◆ Your objective
Using the holography article below, answer each question:
(a) How often could the monochromatic display from two years earlier produce a new image?
(b) How many cameras take images of the object?
(c) What writing speed must the system reach before it can be commercialized?

-- Selected excerpt follows --

In 1977 audiences were wowed by the special effects of the first Star Wars film, which included a hologram of Princess Leia making a distress call to Obi-Wan Kenobi after her ship had fallen under attack by the Empire. Now, the idea of real-time, dynamic holograms depicting scenes occurring in different locations is almost a reality, thanks to a breakthrough at the University of Arizona and Nitto Denko Technical Corporation.

Current interest in 3D display technology is higher than ever, spurred by the demonstration of 3D TV and the release of films produced in this format, such as Avatar. The action appears to come out of the screen because two perspectives combine to generate a 3D image. But to see 3D images, viewers have to wear specialized glasses with two different lenses that let through light polarized in different directions.

Holography is different from this, producing many perspectives that allow the viewer to see the "object" from multiple angles. With this approach the amplitude and phase of the light are reproduced by diffraction, allowing the viewer to perceive the light as it would have been scattered by the real object. In practice this is achieved by creating a screen – out of materials such as silver halide films or photopolymers – that provides the viewer with a slightly different perspective, depending on the observation angle.

A new hope

Progress towards achieving more dynamic holograms, with the ultimate goal of real-time reproduction, took a major step forward two years ago when a team led by Nasser Peyghambarian created a monochromatic display that could produce a new image every four minutes. Now, with this latest work the researchers have taken a dramatic leap by unveiling a 17 inch display that can reproduce an object in colour every two seconds.

The system works by taking multiple images of an object with 16 different cameras positioned at a range of different angles. A computer processes all this information into "hogel data", which is transferred to a second computer via an ethernet link. At this location three different holograms are written into the material at different angles. Illuminating the polymer with incoherent emission from red, blue and green LEDs creates colour images.

The key to the breakthrough is the material from which the screen is fabricated – a photorefractive polymer. Switching to this polymer has slashed the time taken for a laser to "write" on a holographic pixel, known as hogel, from a second to just six nanoseconds. "[The latest polymer] can also be erased with the same beams used to write the image, so a separate erasing set-up is not required," explains lead author Pierre-Alexandre Blanche from the University of Arizona.

Towards telepresence

Peyghambarian believes that his team's technology could aid medical operations. "The cameras would be sitting around where the surgery is done, so that different doctors from around the world could participate, and see things just as if they were there," he says.

To commercialize the system, writing speeds must increase to 30 frames per second, and the display must be larger, deliver a better colour palette and have a higher resolution. "If you want a true, real-time telepresence you need to go to at least 6–8 feet by 6–8 feet, so that the human person can be demonstrated as they are," says Peyghambarian.

The ultimate goal is to achieve "telepresence", where you could chat with others via 3D replications. In moving towards this, the technology will have to improve its resolution as well as its speed.

The team details its work in Nature.

-- Selected excerpt concluded --
-- Provided information follows --

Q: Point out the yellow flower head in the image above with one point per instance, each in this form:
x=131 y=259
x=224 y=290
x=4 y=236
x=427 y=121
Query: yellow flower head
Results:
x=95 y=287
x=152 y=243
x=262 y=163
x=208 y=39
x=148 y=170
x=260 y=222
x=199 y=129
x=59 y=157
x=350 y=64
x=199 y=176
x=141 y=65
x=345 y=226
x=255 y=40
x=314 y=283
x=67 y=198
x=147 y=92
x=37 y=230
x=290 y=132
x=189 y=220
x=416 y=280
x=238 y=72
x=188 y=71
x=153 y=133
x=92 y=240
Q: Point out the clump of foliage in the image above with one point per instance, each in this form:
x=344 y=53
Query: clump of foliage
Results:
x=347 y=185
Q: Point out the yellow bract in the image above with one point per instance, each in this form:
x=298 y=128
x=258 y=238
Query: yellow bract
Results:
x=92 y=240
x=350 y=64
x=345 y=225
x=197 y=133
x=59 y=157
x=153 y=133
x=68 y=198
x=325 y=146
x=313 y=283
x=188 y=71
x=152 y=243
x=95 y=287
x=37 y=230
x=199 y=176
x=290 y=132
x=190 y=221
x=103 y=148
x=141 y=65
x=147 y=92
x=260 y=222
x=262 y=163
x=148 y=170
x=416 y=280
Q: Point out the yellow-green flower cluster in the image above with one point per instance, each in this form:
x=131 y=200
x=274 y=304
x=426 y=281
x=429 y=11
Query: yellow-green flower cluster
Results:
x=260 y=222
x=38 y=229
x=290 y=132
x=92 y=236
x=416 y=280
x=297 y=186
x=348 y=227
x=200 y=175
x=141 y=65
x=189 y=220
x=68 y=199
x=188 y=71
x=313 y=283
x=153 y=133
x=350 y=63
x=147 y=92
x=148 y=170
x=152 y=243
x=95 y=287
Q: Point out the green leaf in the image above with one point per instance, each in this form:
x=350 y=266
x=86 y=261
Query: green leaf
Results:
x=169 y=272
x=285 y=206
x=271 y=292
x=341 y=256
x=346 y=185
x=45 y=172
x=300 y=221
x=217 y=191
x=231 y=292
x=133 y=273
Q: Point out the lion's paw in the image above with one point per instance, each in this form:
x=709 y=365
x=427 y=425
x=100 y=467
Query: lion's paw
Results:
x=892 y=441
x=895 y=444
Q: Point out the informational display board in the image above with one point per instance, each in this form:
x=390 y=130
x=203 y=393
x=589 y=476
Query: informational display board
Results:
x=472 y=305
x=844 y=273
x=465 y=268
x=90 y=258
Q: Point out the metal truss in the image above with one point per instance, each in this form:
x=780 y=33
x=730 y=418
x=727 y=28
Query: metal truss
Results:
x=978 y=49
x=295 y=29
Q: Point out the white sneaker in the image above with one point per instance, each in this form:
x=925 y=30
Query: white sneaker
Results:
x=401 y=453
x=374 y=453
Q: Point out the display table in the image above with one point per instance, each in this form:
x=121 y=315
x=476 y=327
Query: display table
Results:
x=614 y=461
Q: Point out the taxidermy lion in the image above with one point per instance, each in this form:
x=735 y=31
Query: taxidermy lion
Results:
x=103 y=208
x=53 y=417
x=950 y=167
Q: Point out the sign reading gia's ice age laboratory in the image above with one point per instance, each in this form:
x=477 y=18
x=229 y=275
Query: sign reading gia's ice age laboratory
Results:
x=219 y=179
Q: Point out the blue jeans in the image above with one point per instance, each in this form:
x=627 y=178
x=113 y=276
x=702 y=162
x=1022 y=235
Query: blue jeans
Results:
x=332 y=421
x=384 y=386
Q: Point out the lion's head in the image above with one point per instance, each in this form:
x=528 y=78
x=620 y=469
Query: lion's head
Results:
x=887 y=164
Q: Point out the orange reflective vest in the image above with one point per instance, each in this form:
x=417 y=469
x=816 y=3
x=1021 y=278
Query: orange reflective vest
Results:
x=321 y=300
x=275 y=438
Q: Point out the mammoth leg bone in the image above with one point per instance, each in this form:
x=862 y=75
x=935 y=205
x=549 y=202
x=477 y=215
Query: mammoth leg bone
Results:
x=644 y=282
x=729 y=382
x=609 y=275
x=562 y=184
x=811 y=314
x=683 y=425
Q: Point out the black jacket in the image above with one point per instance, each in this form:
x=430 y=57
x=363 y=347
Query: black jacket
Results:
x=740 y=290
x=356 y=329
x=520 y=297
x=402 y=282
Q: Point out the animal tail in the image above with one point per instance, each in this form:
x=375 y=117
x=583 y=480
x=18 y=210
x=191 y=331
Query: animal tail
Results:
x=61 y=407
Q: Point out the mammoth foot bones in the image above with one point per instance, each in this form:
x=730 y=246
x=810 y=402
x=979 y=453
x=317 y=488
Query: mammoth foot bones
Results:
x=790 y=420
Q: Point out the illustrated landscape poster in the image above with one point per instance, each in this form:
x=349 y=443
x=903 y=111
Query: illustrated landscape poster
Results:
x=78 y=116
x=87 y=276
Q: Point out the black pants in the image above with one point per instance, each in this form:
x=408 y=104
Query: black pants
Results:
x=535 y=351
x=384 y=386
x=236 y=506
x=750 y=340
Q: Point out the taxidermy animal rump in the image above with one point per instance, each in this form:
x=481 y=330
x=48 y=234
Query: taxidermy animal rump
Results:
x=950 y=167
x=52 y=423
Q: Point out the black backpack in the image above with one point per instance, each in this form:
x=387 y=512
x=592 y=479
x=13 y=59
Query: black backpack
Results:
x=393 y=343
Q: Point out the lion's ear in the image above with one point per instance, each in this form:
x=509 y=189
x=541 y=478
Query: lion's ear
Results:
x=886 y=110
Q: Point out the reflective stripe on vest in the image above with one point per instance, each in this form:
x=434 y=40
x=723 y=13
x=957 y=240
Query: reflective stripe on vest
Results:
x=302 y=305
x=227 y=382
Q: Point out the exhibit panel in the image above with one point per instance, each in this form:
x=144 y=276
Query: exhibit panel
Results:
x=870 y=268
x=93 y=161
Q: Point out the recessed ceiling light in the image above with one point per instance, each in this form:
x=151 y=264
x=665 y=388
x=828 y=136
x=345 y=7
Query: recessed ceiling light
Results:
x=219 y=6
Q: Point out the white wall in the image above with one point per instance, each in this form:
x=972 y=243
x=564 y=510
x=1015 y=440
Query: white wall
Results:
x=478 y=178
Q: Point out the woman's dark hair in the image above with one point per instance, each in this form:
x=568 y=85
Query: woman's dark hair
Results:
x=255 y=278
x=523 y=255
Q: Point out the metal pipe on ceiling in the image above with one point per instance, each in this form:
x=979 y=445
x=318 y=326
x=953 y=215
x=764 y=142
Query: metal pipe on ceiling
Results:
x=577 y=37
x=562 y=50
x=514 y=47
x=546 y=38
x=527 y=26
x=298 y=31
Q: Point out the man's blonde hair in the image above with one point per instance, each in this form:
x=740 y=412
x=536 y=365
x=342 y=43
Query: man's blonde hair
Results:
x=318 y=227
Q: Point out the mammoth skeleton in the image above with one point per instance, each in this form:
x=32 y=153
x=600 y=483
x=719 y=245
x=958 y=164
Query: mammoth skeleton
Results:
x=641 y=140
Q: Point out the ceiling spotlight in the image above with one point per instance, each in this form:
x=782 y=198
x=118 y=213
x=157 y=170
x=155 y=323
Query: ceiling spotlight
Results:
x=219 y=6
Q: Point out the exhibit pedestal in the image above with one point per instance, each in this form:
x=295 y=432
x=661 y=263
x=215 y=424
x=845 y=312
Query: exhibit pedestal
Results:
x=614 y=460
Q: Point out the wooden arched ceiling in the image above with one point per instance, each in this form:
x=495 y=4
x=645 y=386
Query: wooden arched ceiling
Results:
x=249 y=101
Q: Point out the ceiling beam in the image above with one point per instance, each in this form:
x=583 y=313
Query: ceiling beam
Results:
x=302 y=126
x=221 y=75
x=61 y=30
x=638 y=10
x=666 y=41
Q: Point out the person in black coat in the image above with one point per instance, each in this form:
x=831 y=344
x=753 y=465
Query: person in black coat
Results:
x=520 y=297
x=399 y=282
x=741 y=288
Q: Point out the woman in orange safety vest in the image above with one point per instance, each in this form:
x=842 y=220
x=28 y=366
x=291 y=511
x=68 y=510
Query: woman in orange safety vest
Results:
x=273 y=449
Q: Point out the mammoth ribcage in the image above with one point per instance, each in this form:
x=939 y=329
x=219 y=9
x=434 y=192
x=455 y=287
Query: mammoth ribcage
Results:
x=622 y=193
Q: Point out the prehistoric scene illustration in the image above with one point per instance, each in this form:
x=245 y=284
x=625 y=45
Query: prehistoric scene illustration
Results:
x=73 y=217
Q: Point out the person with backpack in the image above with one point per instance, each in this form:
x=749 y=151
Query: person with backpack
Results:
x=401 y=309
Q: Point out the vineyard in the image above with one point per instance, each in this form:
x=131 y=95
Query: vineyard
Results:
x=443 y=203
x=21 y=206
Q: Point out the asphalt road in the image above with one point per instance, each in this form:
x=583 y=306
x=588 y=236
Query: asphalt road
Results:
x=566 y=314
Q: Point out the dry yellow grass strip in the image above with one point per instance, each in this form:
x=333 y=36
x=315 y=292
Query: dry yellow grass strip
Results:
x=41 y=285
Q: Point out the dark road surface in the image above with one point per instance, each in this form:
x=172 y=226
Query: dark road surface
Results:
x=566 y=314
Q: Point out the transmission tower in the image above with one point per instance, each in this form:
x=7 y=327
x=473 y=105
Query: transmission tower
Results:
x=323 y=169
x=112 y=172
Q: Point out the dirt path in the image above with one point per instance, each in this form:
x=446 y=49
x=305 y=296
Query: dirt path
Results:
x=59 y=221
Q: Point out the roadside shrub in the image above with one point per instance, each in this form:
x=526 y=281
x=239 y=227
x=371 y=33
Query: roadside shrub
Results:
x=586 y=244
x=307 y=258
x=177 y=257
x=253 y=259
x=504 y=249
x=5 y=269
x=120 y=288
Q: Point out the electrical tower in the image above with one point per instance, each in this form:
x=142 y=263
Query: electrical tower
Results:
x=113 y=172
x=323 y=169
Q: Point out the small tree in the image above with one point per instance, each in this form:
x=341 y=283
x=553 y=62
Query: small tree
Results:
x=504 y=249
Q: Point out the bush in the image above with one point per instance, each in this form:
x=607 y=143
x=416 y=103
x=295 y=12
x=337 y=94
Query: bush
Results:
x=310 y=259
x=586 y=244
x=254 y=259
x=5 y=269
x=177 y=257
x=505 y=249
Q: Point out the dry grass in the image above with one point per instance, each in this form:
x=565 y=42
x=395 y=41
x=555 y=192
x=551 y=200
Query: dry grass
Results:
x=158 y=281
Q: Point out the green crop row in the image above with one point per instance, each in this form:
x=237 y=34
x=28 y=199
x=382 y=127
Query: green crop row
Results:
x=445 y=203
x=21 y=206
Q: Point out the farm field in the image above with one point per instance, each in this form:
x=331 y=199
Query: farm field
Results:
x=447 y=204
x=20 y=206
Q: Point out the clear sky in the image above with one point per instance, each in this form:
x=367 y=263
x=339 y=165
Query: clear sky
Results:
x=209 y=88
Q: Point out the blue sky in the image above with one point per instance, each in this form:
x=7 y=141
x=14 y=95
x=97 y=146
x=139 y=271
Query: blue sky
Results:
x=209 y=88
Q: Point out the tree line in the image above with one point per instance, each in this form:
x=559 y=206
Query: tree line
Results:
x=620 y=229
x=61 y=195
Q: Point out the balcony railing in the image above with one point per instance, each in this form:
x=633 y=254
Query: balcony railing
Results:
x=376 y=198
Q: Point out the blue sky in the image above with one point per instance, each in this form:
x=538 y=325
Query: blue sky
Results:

-- Provided information concluded --

◆ Reply to the exercise
(a) Every four minutes
(b) 16
(c) 30 frames per second